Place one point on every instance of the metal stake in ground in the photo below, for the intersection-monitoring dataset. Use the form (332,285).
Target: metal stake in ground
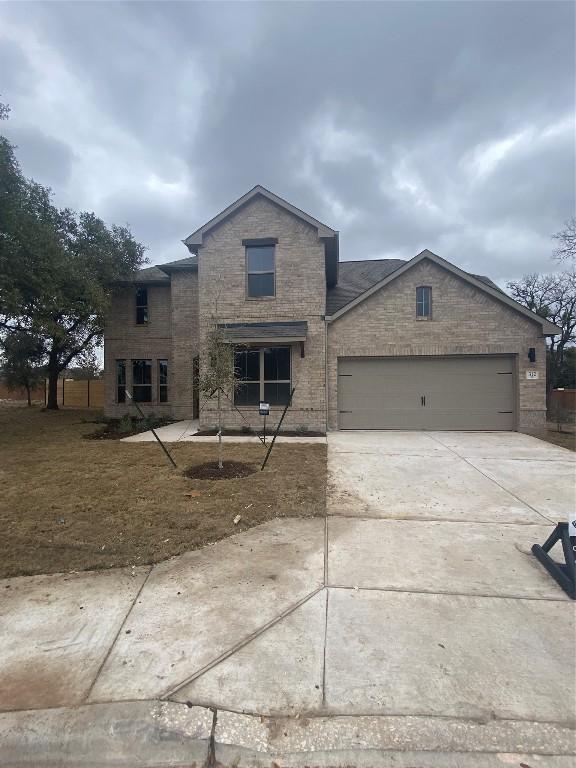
(135,404)
(288,404)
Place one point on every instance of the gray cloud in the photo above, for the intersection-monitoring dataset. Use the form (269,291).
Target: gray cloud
(405,125)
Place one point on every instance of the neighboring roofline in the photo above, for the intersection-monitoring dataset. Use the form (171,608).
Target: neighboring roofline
(548,328)
(169,268)
(194,241)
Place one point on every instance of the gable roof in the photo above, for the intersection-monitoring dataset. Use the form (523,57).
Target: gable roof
(189,263)
(325,233)
(356,277)
(478,281)
(195,239)
(148,276)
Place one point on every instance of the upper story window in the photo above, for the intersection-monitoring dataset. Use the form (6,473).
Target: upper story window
(162,381)
(260,269)
(141,306)
(120,381)
(424,302)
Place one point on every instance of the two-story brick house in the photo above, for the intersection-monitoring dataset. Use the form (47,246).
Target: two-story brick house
(376,344)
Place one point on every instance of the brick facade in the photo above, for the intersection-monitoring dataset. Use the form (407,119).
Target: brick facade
(300,295)
(464,321)
(124,340)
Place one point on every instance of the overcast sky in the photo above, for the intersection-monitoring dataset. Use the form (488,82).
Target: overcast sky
(408,125)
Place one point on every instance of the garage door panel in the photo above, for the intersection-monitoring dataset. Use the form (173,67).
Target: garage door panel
(426,393)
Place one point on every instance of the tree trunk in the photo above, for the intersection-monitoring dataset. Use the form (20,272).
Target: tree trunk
(53,371)
(220,465)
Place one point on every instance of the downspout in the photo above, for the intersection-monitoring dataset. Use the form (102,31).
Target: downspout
(326,390)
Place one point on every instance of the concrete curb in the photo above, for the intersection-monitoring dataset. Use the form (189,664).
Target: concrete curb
(154,734)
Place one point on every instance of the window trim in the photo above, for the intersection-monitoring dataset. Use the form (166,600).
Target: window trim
(262,381)
(146,306)
(120,364)
(262,243)
(160,385)
(151,367)
(418,303)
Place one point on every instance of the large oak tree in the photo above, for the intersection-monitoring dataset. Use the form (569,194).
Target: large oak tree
(57,269)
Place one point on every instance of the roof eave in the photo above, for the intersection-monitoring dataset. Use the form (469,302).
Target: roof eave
(194,241)
(548,328)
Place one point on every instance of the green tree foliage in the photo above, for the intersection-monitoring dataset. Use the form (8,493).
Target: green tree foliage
(22,362)
(57,269)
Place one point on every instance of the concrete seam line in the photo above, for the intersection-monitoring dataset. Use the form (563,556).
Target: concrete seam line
(448,594)
(324,656)
(211,755)
(117,635)
(422,519)
(325,549)
(239,645)
(494,481)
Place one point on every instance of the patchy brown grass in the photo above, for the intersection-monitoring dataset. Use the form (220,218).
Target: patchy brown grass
(72,504)
(551,435)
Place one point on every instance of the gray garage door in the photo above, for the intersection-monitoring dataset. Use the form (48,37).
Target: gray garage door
(426,393)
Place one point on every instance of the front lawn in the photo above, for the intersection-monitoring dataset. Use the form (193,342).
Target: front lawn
(67,503)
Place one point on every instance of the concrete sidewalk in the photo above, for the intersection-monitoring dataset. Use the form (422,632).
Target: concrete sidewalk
(185,432)
(411,627)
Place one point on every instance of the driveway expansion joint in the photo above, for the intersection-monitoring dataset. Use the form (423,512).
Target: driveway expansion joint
(166,696)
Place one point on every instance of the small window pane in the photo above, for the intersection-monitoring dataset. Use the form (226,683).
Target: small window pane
(142,381)
(142,394)
(261,285)
(121,381)
(247,364)
(142,371)
(423,296)
(163,381)
(276,394)
(277,363)
(141,306)
(247,394)
(260,259)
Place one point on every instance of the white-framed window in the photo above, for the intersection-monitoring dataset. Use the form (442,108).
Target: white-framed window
(142,315)
(264,374)
(120,381)
(162,381)
(260,271)
(424,302)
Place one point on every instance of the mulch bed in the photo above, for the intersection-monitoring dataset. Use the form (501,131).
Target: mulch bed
(248,432)
(210,471)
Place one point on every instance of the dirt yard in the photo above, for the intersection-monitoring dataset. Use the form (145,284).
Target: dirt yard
(565,439)
(68,504)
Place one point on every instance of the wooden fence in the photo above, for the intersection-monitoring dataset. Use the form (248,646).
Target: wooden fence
(562,401)
(72,393)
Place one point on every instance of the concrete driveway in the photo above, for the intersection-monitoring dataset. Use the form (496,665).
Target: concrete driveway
(411,627)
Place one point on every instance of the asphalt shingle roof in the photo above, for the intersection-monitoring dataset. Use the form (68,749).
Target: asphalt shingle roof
(356,277)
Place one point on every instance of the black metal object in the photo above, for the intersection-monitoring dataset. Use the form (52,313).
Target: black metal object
(141,412)
(563,573)
(288,404)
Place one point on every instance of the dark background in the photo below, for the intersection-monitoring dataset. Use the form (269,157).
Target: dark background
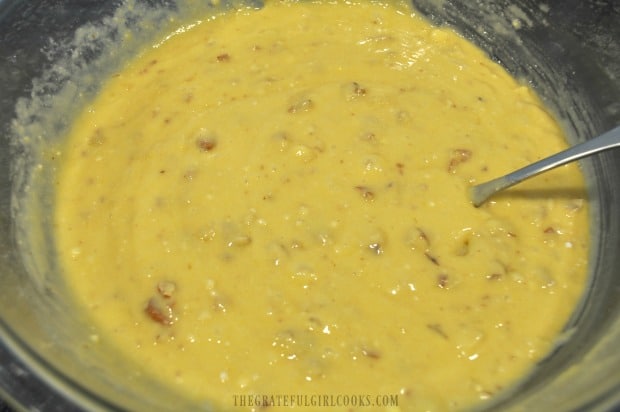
(568,15)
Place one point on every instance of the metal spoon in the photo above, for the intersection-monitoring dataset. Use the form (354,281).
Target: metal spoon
(481,192)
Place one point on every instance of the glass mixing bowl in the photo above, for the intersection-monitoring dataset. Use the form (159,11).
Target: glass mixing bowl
(568,50)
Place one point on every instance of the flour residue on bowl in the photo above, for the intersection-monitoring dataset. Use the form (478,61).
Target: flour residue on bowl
(274,201)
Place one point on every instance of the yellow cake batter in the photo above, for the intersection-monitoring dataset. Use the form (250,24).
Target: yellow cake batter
(274,202)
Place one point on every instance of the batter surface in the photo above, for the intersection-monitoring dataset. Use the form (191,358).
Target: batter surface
(275,202)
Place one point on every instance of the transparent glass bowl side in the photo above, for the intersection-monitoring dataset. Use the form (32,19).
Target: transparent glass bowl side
(567,49)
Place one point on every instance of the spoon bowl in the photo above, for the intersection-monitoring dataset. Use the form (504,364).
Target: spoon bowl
(482,192)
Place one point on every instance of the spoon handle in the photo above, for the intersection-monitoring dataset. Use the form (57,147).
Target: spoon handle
(480,193)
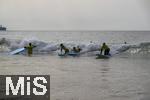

-*-*-

**Exercise objective:**
Count the lines in the data above that contain the string "batter". Give only the number.

**Full answer:**
4